-------- DATASET RECORDS

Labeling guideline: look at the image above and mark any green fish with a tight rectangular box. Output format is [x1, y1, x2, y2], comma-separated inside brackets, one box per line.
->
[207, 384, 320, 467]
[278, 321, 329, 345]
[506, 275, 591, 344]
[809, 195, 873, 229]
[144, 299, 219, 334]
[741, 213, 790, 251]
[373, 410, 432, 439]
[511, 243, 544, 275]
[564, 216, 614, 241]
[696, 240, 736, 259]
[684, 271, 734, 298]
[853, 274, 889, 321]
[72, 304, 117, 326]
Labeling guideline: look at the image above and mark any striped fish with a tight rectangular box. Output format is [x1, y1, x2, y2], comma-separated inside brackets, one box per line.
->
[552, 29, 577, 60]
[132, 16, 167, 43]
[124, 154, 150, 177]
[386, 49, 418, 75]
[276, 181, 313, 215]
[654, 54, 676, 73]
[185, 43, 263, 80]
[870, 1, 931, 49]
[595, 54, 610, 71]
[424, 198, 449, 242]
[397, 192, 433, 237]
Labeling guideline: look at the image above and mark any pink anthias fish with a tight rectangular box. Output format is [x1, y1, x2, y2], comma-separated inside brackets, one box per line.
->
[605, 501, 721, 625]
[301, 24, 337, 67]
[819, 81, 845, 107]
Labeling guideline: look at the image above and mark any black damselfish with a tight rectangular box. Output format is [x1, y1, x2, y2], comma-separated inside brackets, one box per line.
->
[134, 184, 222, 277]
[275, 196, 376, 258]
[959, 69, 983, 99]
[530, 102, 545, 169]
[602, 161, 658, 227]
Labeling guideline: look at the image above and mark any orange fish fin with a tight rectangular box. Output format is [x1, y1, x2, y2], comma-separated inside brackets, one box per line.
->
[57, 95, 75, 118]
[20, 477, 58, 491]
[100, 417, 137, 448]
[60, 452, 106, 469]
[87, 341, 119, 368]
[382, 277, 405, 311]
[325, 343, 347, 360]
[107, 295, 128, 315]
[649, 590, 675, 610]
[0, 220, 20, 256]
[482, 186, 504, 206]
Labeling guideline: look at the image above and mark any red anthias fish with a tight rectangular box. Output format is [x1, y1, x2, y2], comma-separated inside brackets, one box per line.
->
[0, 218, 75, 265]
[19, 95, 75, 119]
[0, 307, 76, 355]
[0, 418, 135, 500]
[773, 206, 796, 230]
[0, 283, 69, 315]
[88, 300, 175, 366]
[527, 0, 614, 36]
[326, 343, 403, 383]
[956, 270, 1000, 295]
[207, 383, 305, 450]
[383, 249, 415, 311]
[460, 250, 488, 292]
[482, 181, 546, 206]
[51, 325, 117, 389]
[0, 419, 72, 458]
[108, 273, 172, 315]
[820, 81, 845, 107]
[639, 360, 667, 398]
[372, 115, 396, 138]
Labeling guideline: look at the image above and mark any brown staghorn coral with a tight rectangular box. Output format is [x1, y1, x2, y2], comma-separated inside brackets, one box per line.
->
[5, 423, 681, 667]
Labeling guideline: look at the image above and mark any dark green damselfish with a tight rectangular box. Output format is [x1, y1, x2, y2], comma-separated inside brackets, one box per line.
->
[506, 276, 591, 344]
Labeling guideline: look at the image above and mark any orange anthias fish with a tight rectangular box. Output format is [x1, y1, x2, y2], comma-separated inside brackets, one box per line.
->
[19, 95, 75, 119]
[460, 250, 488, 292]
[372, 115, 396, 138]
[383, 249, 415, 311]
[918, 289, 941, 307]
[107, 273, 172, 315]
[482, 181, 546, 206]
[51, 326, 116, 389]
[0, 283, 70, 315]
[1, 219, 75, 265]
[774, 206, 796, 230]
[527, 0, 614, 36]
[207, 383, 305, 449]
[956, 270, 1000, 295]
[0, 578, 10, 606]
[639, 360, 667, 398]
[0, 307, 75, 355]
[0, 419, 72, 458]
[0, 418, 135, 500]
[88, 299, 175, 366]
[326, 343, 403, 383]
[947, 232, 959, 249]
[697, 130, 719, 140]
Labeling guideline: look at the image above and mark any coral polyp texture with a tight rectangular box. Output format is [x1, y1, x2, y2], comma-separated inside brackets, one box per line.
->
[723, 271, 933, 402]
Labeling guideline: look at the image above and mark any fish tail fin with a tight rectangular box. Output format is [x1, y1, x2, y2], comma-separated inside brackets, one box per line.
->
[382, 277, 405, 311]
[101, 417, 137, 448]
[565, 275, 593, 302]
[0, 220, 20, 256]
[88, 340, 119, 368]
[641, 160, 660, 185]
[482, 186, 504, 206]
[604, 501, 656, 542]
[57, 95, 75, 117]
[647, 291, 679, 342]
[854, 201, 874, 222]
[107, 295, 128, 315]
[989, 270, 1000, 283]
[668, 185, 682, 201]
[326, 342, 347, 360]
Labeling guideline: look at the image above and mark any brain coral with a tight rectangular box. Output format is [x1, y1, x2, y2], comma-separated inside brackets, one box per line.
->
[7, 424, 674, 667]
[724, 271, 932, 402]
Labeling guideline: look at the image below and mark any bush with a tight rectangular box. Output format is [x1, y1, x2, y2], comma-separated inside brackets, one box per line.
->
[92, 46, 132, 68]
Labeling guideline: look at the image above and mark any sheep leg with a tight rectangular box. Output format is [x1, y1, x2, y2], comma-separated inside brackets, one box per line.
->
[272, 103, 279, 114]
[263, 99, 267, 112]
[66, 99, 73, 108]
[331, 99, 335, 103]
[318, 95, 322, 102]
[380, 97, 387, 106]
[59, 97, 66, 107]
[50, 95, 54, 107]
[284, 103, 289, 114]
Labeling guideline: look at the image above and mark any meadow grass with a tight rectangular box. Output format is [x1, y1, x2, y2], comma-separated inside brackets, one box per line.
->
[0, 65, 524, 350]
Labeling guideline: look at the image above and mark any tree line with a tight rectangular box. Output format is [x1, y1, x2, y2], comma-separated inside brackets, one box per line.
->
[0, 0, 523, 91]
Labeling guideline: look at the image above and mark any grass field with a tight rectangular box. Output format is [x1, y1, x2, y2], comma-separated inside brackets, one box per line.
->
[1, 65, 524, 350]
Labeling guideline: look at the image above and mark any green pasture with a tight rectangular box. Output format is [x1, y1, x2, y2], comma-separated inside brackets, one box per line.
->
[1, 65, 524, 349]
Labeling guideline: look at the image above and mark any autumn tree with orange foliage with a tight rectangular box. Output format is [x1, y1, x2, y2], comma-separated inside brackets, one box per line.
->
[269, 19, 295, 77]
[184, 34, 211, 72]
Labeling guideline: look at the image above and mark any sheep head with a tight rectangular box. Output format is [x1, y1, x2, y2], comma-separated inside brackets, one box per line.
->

----------------

> _WORK INSTRUCTIONS_
For this task, copy exactly the line with "Labeling guideline: look at the image above and mark any meadow" and the lines that come after it, stopping at the end of the material above.

> _EXERCISE RESULT_
Labeling guideline: look at the image above and mark any meadow grass with a tight rectangular box. Output format is [x1, y1, x2, y2], comma-separated inside brackets, one box per line.
->
[0, 65, 524, 350]
Labeling guideline: look at the image above and mark any tree line with a tight rectangular box. Output format is [x1, y1, x2, y2], comma-separated inside brackets, one box per line.
->
[0, 0, 523, 91]
Labeling guideline: look at the image above and mark any grass field with a tight rectangular box. Output format is [x1, y1, x2, y2], comma-separated inside brackets, one box per line.
->
[1, 65, 524, 350]
Labeling guideline: look at the image above and mark any green pasture with a tight rectangular box. Output format is [x1, y1, x2, y2], comma-separated inside brackets, one box per line.
->
[1, 65, 524, 349]
Labeling guideline: look at the image above and mark any autumn tree with orange foliage with a tight rectangular box. Output format is [x1, y1, x2, y2], comma-separated inside brackets, one box per line.
->
[269, 19, 295, 77]
[184, 34, 211, 72]
Labeling guideline: look at the image above and mark any sheep head with a tight rectangular box. Output format is [x1, y1, x2, y2], comma-separated inside brackets, one box per line.
->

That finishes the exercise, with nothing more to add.